引用文
..............................

2023年04月26日

午前十時の映画祭13「マイ・フェア・レディ」公開直前!応援記事 週刊平凡1964年12月3日号

 
4/28追記:TOHOシネマズなんばでは、5/4までは通常のスクリーンでは1番大きなスクリーン1番で上映しています!しかもスクリーン1番は4K上映です!大劇場での「マイ・フェア・レディ」を体感したい方はぜひお早めに!ただし額縁上映ですので、少し前寄りの席が良いと思われます。
高槻アレックスシネマさんは2K上映ですが、ズーム上映なので、画面いっぱいに「マイ・フェア・レディ」を見れます!映画に没入したい方はこちらがいいです!

午前十時の映画祭13「マイ・フェア・レディ」公開直前!応援記事 週刊平凡1964年12月3日号 さて、いよいよ28日(金)から5月11日(木)まで、ゴールデンウィーク中に“午前十時の映画祭13”にて「マイ・フェア・レディ」が上映されます!

 今日はそれを応援するために、雑誌「週刊平凡」の1964年12月3日号(実際の発売日不明)を紹介。

 この号でも1964年12月1日にいよいよ初公開される「マイ・フェア・レディ」への熱狂的な前評判ぶりに、オードリーの特集が組まれています。

..............................

元データ
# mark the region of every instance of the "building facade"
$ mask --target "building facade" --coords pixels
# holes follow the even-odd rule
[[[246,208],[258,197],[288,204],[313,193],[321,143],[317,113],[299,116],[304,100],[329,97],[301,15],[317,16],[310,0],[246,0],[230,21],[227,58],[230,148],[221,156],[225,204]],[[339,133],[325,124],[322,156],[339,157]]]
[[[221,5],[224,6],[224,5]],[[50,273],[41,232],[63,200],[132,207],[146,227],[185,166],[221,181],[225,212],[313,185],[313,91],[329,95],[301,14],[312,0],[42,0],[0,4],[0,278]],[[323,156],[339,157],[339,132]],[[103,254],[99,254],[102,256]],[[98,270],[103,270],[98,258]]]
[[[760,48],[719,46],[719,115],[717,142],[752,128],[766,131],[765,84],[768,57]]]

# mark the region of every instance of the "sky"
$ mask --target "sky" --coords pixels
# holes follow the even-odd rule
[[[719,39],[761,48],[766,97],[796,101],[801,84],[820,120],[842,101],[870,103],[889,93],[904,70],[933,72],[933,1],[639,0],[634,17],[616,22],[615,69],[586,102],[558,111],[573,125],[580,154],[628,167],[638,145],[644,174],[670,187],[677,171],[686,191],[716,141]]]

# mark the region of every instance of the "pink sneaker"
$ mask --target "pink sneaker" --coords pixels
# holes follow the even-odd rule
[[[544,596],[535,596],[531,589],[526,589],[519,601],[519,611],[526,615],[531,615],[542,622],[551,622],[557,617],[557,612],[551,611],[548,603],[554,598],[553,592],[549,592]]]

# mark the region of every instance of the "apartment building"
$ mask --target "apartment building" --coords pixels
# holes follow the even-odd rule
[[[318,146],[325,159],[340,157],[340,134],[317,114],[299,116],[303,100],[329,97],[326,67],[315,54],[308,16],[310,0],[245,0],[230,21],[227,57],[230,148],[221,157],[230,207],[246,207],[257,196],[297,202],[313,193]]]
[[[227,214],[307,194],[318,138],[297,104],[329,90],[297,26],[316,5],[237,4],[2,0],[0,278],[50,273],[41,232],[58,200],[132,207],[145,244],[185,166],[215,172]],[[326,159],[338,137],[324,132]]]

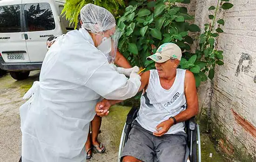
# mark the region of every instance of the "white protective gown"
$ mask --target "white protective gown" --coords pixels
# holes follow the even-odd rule
[[[20,107],[22,162],[85,162],[84,144],[101,96],[135,96],[138,78],[128,79],[108,63],[88,31],[58,38]]]

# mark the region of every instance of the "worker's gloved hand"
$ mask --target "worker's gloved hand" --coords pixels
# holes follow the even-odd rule
[[[138,78],[139,80],[141,80],[141,75],[138,75],[137,70],[132,71],[130,75],[130,78]]]
[[[120,74],[124,74],[125,76],[130,76],[132,71],[135,73],[138,73],[140,71],[140,69],[137,66],[135,66],[132,68],[125,69],[123,68],[117,68],[117,71]]]
[[[116,67],[116,66],[115,66],[115,64],[114,64],[114,63],[111,63],[110,64],[110,66],[113,68],[114,69],[115,69],[115,70],[117,70],[117,67]]]

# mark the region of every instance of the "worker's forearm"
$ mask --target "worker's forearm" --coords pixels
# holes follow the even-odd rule
[[[108,100],[108,101],[111,106],[121,102],[123,101],[123,100]]]
[[[177,123],[189,120],[192,117],[195,116],[197,114],[198,108],[195,109],[187,109],[187,110],[181,112],[174,117],[176,119]]]

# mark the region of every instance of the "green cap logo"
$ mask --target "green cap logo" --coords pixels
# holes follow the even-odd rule
[[[176,55],[175,55],[175,54],[173,55],[172,56],[172,57],[173,57],[173,58],[177,58],[177,56],[176,56]]]

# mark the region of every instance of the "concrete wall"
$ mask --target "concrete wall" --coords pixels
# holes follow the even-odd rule
[[[195,23],[203,30],[208,7],[217,0],[195,1]],[[207,110],[223,150],[241,161],[256,162],[256,0],[230,2],[233,7],[219,14],[225,21],[217,44],[225,64],[216,66],[213,81],[201,85],[200,106]]]

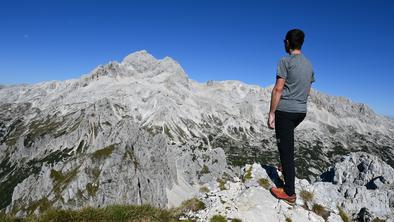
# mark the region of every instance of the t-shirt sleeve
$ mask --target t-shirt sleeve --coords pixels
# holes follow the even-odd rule
[[[312,70],[311,83],[315,82],[315,71]]]
[[[278,67],[276,69],[276,75],[284,79],[287,77],[286,60],[284,58],[279,60]]]

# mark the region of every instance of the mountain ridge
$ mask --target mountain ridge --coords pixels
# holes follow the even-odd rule
[[[0,208],[23,215],[39,212],[40,201],[174,206],[201,184],[240,176],[245,164],[276,165],[265,122],[271,90],[199,83],[175,60],[146,51],[78,79],[1,88]],[[394,166],[394,121],[347,98],[312,89],[295,133],[296,174],[310,183],[353,152]]]

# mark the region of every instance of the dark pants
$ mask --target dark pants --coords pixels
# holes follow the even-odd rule
[[[289,196],[295,193],[294,129],[304,120],[305,116],[306,113],[275,111],[276,142],[285,178],[284,190]]]

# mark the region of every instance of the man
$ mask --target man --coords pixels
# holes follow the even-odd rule
[[[304,37],[304,32],[299,29],[292,29],[286,34],[284,44],[289,55],[279,61],[268,114],[268,127],[275,129],[285,180],[284,187],[273,187],[270,191],[291,205],[296,202],[294,129],[306,116],[307,99],[315,81],[312,64],[301,53]]]

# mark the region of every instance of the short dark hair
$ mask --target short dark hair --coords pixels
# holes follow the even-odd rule
[[[292,29],[287,32],[286,40],[289,41],[290,49],[301,49],[305,34],[301,29]]]

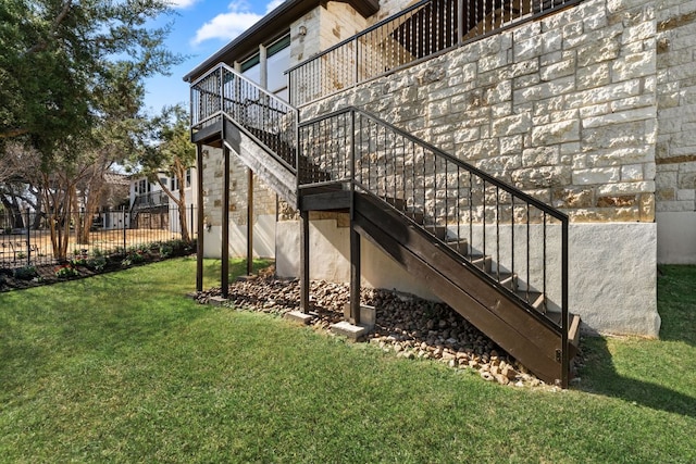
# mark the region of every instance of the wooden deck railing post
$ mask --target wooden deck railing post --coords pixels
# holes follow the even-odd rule
[[[196,291],[203,291],[203,150],[200,143],[196,143],[196,188],[198,197],[196,198],[196,206],[198,217],[196,222]],[[192,210],[191,210],[192,211]],[[192,227],[191,217],[191,227]]]
[[[222,272],[220,276],[222,297],[229,294],[229,149],[223,146],[222,187]]]
[[[300,212],[300,310],[309,314],[309,212]]]
[[[350,112],[350,317],[360,325],[360,235],[353,227],[356,202],[356,112]]]

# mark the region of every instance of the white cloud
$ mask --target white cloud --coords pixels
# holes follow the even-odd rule
[[[184,9],[194,5],[197,1],[198,0],[169,0],[169,3],[172,8]]]
[[[196,0],[177,1],[184,3]],[[285,0],[271,0],[271,2],[266,4],[265,13],[270,13],[284,1]],[[196,30],[196,37],[192,43],[199,45],[211,39],[232,40],[262,17],[262,14],[251,12],[245,1],[235,1],[229,4],[229,12],[216,15]]]

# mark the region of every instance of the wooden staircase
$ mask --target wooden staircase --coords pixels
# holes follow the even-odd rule
[[[232,73],[226,81],[241,78],[223,70]],[[259,98],[264,105],[275,99]],[[288,115],[297,121],[288,109],[264,127],[217,111],[202,122],[194,117],[192,140],[234,151],[304,218],[309,211],[348,212],[351,250],[353,236],[374,243],[540,379],[568,387],[580,317],[568,311],[562,213],[358,109],[299,124],[294,135],[277,129],[287,126],[278,121]],[[308,250],[303,230],[302,250]],[[508,240],[501,230],[512,236],[511,260],[501,252]],[[519,253],[524,230],[526,251]],[[540,251],[534,230],[543,233]],[[548,244],[555,234],[560,241]],[[561,269],[549,273],[558,274],[560,294],[547,289],[547,254],[556,252]],[[532,269],[539,255],[543,273]],[[308,262],[303,268],[308,289]],[[359,283],[359,275],[353,280]],[[353,286],[351,296],[358,294]]]

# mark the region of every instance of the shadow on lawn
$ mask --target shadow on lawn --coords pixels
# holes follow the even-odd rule
[[[691,369],[681,365],[666,366],[669,361],[661,358],[671,358],[675,353],[672,350],[682,350],[681,343],[686,343],[685,354],[682,361],[692,359],[688,350],[696,347],[696,266],[660,266],[658,273],[658,309],[662,318],[659,341],[636,341],[626,350],[645,350],[642,360],[632,360],[636,367],[636,377],[641,375],[638,369],[651,369],[651,374],[660,379],[666,379],[674,385],[680,376],[689,373]],[[672,346],[671,342],[675,342]],[[645,344],[644,344],[645,343]],[[664,343],[663,347],[650,343]],[[583,378],[581,389],[589,392],[621,398],[655,410],[662,410],[674,414],[696,417],[696,398],[676,391],[669,387],[649,381],[630,378],[619,374],[614,366],[614,360],[609,351],[607,339],[587,338],[584,340],[587,377]],[[647,353],[647,354],[646,354]],[[650,359],[650,354],[654,355]],[[662,354],[667,354],[663,356]],[[636,356],[639,356],[636,353]],[[679,354],[678,354],[679,356]],[[648,366],[649,364],[649,366]],[[581,374],[582,375],[582,374]],[[585,385],[584,380],[587,380]],[[682,384],[688,388],[686,377]]]
[[[605,338],[585,339],[583,352],[586,367],[581,369],[581,376],[586,377],[582,377],[579,387],[581,390],[696,418],[696,398],[662,385],[619,374]],[[659,360],[655,360],[655,368],[662,368]],[[671,374],[675,373],[663,373],[664,376]]]

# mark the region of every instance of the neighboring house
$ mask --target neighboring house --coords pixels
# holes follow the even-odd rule
[[[128,226],[128,217],[123,213],[128,204],[129,176],[114,172],[104,174],[104,192],[99,212],[92,220],[92,227],[103,230],[122,229]]]
[[[160,173],[160,179],[176,198],[179,198],[182,186],[178,185],[176,177]],[[194,230],[198,198],[196,168],[186,171],[185,184],[183,192],[186,198],[187,225],[189,230]],[[150,183],[146,177],[135,174],[130,176],[129,191],[128,224],[130,228],[169,229],[172,233],[181,233],[176,203],[159,183]]]
[[[573,314],[657,337],[696,263],[695,11],[287,0],[185,77],[202,250],[443,299],[567,384]]]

..............................

作業指示
引用文で映画館の上映方式として挙がっている呼び名を、漏れなく書き出してください。

回答
引用文に出てくる上映方式は、4K上映、額縁上映、2K上映、ズーム上映の四つです。